Start of PASSAGE GIVEN
Isaac Sacolick
Isaac Sacolick
President and CIO

Isaac Sacolick is the President and CIO of StarCIO, providing executive management services for digital transformation and leading-edge IT practices. Previously, he led the delivery of Greenwich Associates' business transformation initiative, including implementing new business intelligence platforms, upgrading the company's CRM processes, and spearheading a digital transformation of marketing practices. Prior to Greenwich Associates, Sacolick was the CIO of McGraw Hill Construction (now Dodge, Data and Analytics), a leading provider of data, analytics, news and intelligence serving the North American construction industry and the CIO of BusinessWeek Magazine. He was also founder and COO at TripConnect, a travel industry social network and CTO at PowerOne Media, a SaaS provider to the newspaper industry. Sacolick has been recognized as a top 100 social CIO, blogger, and industry speaker and he blogs at Social, Agile, and Transformation  and

This article is by Featured Blogger Isaac Sacolick from his blog Social, Agile, and Transformation.

It's been almost two years since I last blogged about the threats and opportunities around Dark Data, so when I was asked to join Joseph Bradley in Cisco's Future of IT podcast on Navigating Dark Data To Find Hidden Value in a Digital Era I couldn't resist.

To remind everyone, I provided the following definition of Dark Data in my post

Dark data is data and content that exists and is stored, but is not leveraged and analyzed for intelligence or used in forward looking decisions - Isaac Sacolick, see full definition

Since then, the subject of dark data has been covered by (The Dangers of Dark Data), Forbes (Factories of the Future), and VentureBeat (Are you afraid of the dark data?). VentureBeat points to the cause of the problem:

As storage has become cheaper, those who generate data have grown used to hanging onto it... When data is “dark,” it’s often because the organizations that own it lack the tools, infrastructure, or skills to effectively leverage it - John Joseph

Internal Dark Data, that is, dark data that is already captured and stored by the enterprise but not leveraged to drive insights or decision making represents a threat and a possible missed opportunity. The threat is if storing the data impacts the performance of a key business operation or contains sensitive information that should be better secured. The opportunity is to really figure out the value in retaining and processing this data.
End of PASSAGE GIVEN
> [TO BE DONE]:
a) Reproduce the part of the dark data post that opens with the words containing "It's been almost" and closes with "I couldn't resist.".
b) Answer these questions using the dark data post:
(i) Which company does Isaac Sacolick lead as President and CIO?
(ii) Which outlet ran the piece titled "Are you afraid of the dark data?"
(iii) Whose podcast did Sacolick join to talk about dark data?
c) In one to three sentences, use the dark data post to explain why organizations keep so much data and why it often goes "dark."
Base your answers only on the dark data post.
Start of PROVIDED DATA
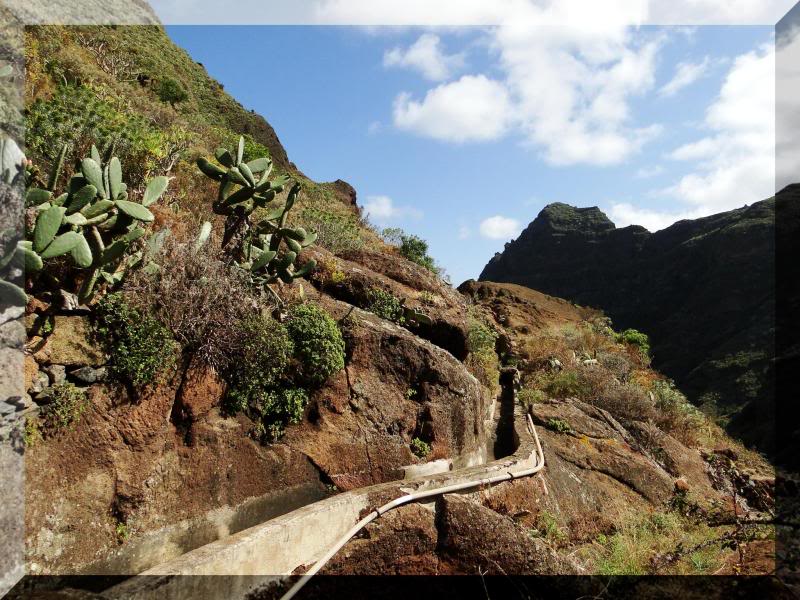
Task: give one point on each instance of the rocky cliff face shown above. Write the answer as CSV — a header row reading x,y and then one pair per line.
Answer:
x,y
703,290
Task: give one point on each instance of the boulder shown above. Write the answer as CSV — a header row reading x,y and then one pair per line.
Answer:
x,y
472,536
201,390
89,375
56,373
71,344
401,542
396,386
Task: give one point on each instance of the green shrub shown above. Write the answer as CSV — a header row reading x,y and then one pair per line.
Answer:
x,y
79,116
67,404
530,396
564,384
674,413
335,231
257,369
412,247
141,348
547,527
318,343
385,304
559,425
480,337
277,408
482,361
632,337
420,448
32,434
169,90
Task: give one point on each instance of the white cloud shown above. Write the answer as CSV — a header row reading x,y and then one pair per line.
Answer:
x,y
499,227
426,56
473,108
481,12
383,210
648,172
686,73
458,12
787,147
735,162
565,90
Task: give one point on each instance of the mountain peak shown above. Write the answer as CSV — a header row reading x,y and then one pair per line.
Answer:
x,y
564,218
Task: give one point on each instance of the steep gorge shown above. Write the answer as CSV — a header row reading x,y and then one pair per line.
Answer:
x,y
703,290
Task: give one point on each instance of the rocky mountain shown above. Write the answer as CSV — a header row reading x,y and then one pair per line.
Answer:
x,y
167,414
703,290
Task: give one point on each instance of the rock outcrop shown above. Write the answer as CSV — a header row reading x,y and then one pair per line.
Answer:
x,y
703,290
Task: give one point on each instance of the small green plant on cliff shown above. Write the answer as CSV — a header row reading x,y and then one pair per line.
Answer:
x,y
482,360
412,247
257,236
337,232
660,543
385,304
32,434
257,369
122,531
547,527
67,404
277,408
169,90
318,343
141,348
559,425
632,337
92,221
528,396
566,384
420,448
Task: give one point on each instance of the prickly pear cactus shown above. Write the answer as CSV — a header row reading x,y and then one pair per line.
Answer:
x,y
268,248
93,221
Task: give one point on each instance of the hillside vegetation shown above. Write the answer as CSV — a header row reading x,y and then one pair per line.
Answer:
x,y
131,86
214,340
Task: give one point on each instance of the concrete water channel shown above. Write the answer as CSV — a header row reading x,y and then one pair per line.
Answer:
x,y
244,556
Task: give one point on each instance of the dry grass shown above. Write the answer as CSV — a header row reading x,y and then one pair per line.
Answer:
x,y
198,297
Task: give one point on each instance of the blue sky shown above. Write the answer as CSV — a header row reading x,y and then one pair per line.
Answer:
x,y
462,135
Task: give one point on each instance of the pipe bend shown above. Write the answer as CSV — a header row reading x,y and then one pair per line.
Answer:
x,y
380,511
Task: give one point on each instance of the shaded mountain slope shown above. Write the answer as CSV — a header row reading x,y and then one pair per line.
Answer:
x,y
703,290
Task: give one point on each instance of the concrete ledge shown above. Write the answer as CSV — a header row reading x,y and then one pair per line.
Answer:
x,y
275,548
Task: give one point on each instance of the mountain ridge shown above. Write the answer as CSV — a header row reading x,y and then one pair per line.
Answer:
x,y
703,289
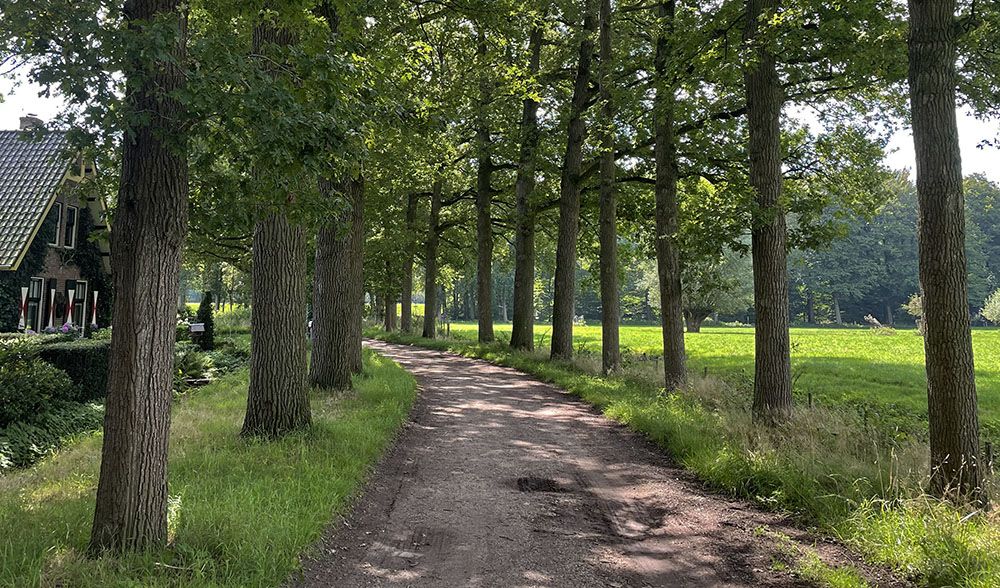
End of PROVIDED DATA
> [RESPONSES IN ORDER]:
a)
It's been almost two years since I last blogged about the threats and opportunities around Dark Data, so when I was asked to join Joseph Bradley in Cisco's Future of IT podcast on Navigating Dark Data To Find Hidden Value in a Digital Era I couldn't resist.

b)
(i) StarCIO
(ii) VentureBeat
(iii) Cisco's Future of IT podcast, with Joseph Bradley

c) As storage has become cheaper, those who generate data have grown used to holding onto it. The data is often "dark" because the organizations that own it lack the tools, infrastructure, or skills to use it effectively.